Однако все это, как утверждает другой очевидец тех событий, не имеет никакого отношения к Эйхману периода его аргентинского заточения. Харелю он показался «несчастным коротышкой: стоило снять с него форму — и ни следа от его прежнего превосходства и самоуверенности не осталось». Он — «ничтожество, лишенное человеческого достоинства и гордости». Рафи Эйтан (много позже он станет известен как «куратор» Джонатана Полларда ) даже более категоричен. «Мне хотелось понять характер Эйхмана, оценить его способности», — говорил он. И что же он обнаружил? «Полную посредственность». И Эйтан добавлял с горькой иронией: «И вот что пугает: любой человек, с талантами исполнителя чуть выше среднего — а я не думаю, что в нем было что‑то еще, — может добиться того же, что и он <…> в конце концов сделать то, что сделал он».

Разумеется, Эйхман 1960 года — пленник с завязанными глазами, прикованный к койке, — не был уже Эйхманом 1942 года: решительным, упорным и дьявольски успешным гонителем евреев. Того Эйхмана не стоит недооценивать. Но Эйтан, как и Харель, рассказывал о том, что видел своими глазами. А значит, Эйхман в «Операции “Финал”» был явно не таким, как в те девять дней на вилле. Человек из воспоминаний Малкина, дополненный Вайцем и укрупненный Кингсли, в любом случае совершенно другой.

IV. Только не в Израиле

Казалось бы, этот голливудский вариант Эйхмана должен вызвать большой интерес в Израиле. Если не считать самого Эйхмана, практически все персонажи ленты — агенты, участвовавшие в его поимке. Мельком появляется даже Бен‑Гурион. В фильме также снимался — в роли Хареля — известный израильский актер Лиор Раз (звезда сериала Netflix «Фауда» ).

А вот и нет. Вскоре после американской премьеры в Израиле объявили, что «Операции “Финал”» скоро «выйдет на большие экраны». Появились рекламные материалы и плакаты с текстом на иврите, но на том дело и кончилось. В Израиле не было даже пробного предпоказа на публику (как в Нью‑Йорке и Лондоне), фильм даже не вошел в израильские кинорейтинги. Вместо этого «Операция “Финал”» попала сразу в Netflix — это решение многих удивило, ведь без проката в кинотеатрах рецензий на фильм ожидать не стоит.

Исходные данные:
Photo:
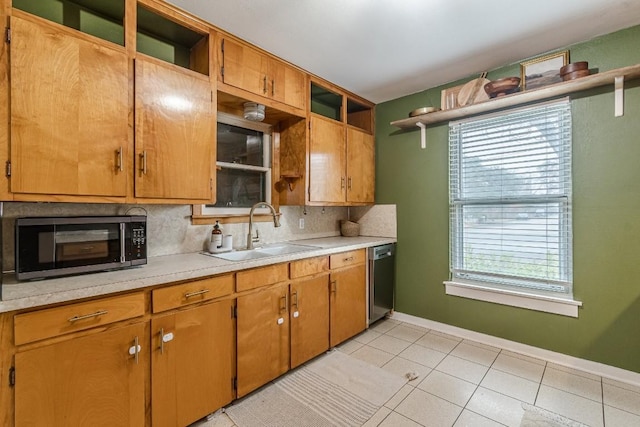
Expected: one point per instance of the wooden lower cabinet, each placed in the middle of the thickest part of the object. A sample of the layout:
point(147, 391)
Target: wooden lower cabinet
point(348, 302)
point(92, 381)
point(309, 319)
point(262, 337)
point(192, 361)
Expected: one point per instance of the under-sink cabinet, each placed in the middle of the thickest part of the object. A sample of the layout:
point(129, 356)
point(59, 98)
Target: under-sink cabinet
point(309, 309)
point(171, 354)
point(262, 325)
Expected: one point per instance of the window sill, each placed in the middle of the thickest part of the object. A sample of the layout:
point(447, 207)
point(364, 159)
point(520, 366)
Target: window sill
point(549, 304)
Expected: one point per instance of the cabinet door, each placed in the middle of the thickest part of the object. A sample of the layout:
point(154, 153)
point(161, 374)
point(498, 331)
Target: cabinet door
point(263, 337)
point(242, 67)
point(327, 180)
point(360, 167)
point(69, 112)
point(87, 381)
point(348, 302)
point(287, 84)
point(175, 143)
point(191, 363)
point(309, 319)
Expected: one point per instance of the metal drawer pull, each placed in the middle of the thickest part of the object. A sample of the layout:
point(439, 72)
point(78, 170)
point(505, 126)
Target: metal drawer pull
point(87, 316)
point(333, 286)
point(164, 338)
point(135, 349)
point(196, 293)
point(143, 162)
point(294, 303)
point(119, 165)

Выполните задания:
1 > Перескажите короче абзац фрагмента, который начинается словами «А вот и нет», и сохраните его главные факты.
2 > Допишите продолжение фрагмента о судьбе фильма «Операция “Финал”» в Израиле, начав сразу после его последнего предложения.
Записи представляют собой отдельный от фрагмента материал.

Ответы на задания:
1 > Вскоре после американской премьеры в Израиле объявили, что «Операция “Финал”» выйдет на большие экраны, и выпустили рекламу и плакаты на иврите. Однако проката не было: не провели даже пробного предпоказа, как в Нью‑Йорке и Лондоне, а в израильские кинорейтинги фильм не попал. Он сразу вышел на Netflix, и это многих удивило: без показа в кинотеатрах рецензий ждать не стоит.

2 >
Как же получилось, что ленту, встреченную аплодисментами в Музее Холокоста в Вашингтоне и расхваленную американскими кинокритиками‑евреями, не показали в Иерусалиме и Тель‑Авиве? Что было такого в «Операции “Финал”», что не позволило выпустить ее в израильский прокат?

Дело в том, как Кингсли изобразил Эйхмана. Именно это предсказывал израильский актер [Лиор] Раз в своем выступлении в Музее Холокоста в Вашингтоне:

Когда мы в фильме видим Эйхмана, то ощущаем доброту, присущую самому сэру Бену [Кингсли], — и воочию видим ее на экране, я думаю, израильтянам будет довольно тяжело смотреть на это, потому что мы невольно начинаем сочувствовать ему — хоть на миг, на минуту, и израильтянам, я думаю, смотреть на это будет тяжко.

Да, многим израильтянам «сочувствовать» Эйхману и смотреть на его «доброту» было бы «тяжко». Но в этих словах Раза, произнесенных на публику в американском музее, хранящем память о Холокосте, был и некий подспудный смысл: его соотечественники не способны толком понять то, что несет им «искусство». После того как фильм передали Netflix в Израиле, Вайц вслед за ним перешел на сочувственно‑снисходительный тон и повторил свой исходный посыл.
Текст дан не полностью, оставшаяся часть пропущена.